Which lines below contain the string "blue"? Return every one of them, and treat uppercase and lowercase as different.
====== SUPPLIED MATERIAL
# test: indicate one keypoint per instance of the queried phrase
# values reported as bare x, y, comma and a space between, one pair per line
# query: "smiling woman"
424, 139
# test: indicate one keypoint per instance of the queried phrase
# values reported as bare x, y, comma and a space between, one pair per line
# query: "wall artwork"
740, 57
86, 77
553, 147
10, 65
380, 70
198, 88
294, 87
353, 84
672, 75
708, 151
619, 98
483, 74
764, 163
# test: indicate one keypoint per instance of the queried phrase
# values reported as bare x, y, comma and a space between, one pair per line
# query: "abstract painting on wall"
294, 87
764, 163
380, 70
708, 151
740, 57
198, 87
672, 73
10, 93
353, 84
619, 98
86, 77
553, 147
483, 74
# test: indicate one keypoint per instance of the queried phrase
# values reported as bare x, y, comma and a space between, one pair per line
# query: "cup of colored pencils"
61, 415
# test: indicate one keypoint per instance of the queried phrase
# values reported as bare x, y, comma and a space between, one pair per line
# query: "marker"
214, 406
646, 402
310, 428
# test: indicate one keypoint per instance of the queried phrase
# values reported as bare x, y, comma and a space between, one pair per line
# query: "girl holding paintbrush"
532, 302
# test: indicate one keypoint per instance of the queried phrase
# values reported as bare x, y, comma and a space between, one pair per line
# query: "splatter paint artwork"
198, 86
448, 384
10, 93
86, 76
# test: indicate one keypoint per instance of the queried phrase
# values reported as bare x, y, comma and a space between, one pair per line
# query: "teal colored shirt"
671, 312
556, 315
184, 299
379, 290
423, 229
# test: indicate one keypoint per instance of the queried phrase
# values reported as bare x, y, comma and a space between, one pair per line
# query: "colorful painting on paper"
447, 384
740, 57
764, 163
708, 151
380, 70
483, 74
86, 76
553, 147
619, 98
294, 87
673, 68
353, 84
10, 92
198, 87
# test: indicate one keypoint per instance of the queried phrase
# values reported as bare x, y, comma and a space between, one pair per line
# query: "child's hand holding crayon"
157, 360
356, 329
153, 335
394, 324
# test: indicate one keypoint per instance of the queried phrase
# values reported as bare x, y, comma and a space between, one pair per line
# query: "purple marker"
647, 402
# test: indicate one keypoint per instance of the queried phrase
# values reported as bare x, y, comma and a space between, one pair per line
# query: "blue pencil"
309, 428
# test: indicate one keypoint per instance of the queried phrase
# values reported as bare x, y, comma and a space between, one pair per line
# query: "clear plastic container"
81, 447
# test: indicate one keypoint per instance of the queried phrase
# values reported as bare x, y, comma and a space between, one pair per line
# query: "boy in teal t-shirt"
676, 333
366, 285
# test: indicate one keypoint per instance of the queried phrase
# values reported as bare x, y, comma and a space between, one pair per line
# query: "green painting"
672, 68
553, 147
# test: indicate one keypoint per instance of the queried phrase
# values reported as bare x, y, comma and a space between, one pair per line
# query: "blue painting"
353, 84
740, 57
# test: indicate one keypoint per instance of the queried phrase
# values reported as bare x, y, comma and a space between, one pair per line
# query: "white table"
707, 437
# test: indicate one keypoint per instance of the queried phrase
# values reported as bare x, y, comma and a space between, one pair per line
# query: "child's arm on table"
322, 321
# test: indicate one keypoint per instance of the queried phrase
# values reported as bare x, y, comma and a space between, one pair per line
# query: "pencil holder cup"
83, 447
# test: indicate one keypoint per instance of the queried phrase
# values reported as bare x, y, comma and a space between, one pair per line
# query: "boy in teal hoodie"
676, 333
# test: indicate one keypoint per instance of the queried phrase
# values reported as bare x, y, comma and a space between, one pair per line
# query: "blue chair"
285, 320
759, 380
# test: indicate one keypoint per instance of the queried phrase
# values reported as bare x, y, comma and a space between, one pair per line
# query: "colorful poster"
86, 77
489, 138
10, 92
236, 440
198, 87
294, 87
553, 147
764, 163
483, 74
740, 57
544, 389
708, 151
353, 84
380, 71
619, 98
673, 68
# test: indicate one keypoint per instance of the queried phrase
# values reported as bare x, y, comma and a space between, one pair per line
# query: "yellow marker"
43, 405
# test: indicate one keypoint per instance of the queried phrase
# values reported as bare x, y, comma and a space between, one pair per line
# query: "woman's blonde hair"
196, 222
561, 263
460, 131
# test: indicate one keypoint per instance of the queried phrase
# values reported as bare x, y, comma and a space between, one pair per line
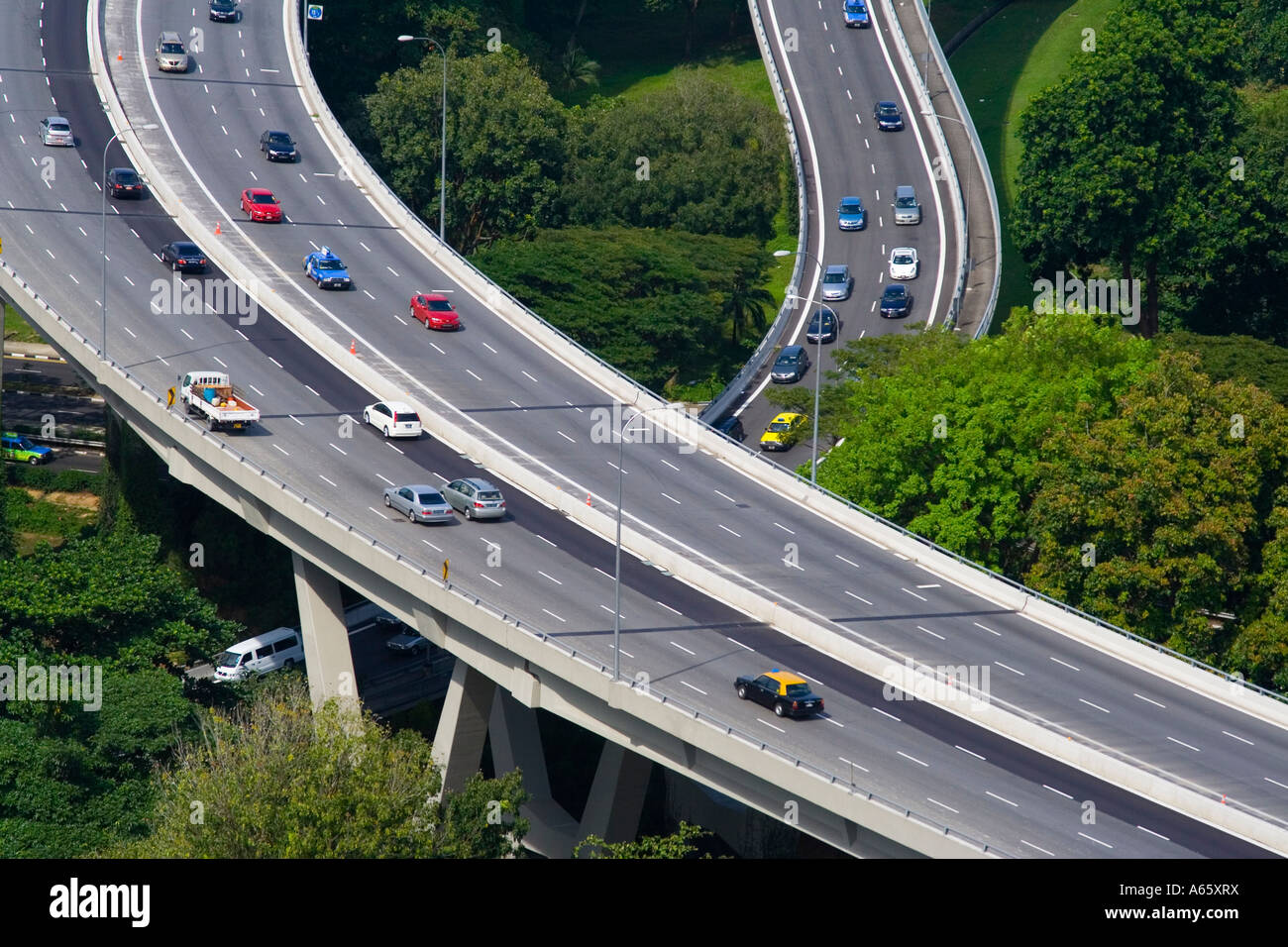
============
■ **TASK RESPONSE**
# query: "blue pencil"
# query: "blue painting"
# query: "blue chair"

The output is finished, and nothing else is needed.